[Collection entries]
———
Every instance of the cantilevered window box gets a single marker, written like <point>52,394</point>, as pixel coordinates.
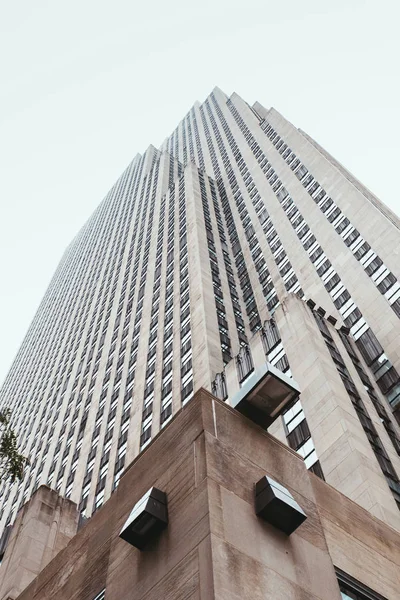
<point>265,395</point>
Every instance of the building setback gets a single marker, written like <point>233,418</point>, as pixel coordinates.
<point>239,241</point>
<point>214,546</point>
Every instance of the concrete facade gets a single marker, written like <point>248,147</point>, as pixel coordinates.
<point>42,529</point>
<point>207,460</point>
<point>168,288</point>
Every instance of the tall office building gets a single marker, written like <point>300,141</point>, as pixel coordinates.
<point>239,241</point>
———
▶ _Problem_:
The entries must be repeated exactly. Leave the images out.

▶ _Output below_:
Every instance of the cantilevered window box gets a single marker, written like <point>52,394</point>, as pixel coordinates.
<point>265,395</point>
Every instance of the building setback gets a single marker, written like <point>233,418</point>, as pixel coordinates.
<point>239,241</point>
<point>214,546</point>
Every instance of the concrete facade gets a single marker, written like <point>248,147</point>, as pixel coordinates.
<point>42,529</point>
<point>207,460</point>
<point>168,288</point>
Every instance of the tall office building gets a single marker, written like <point>300,141</point>, as pixel coordinates.
<point>239,241</point>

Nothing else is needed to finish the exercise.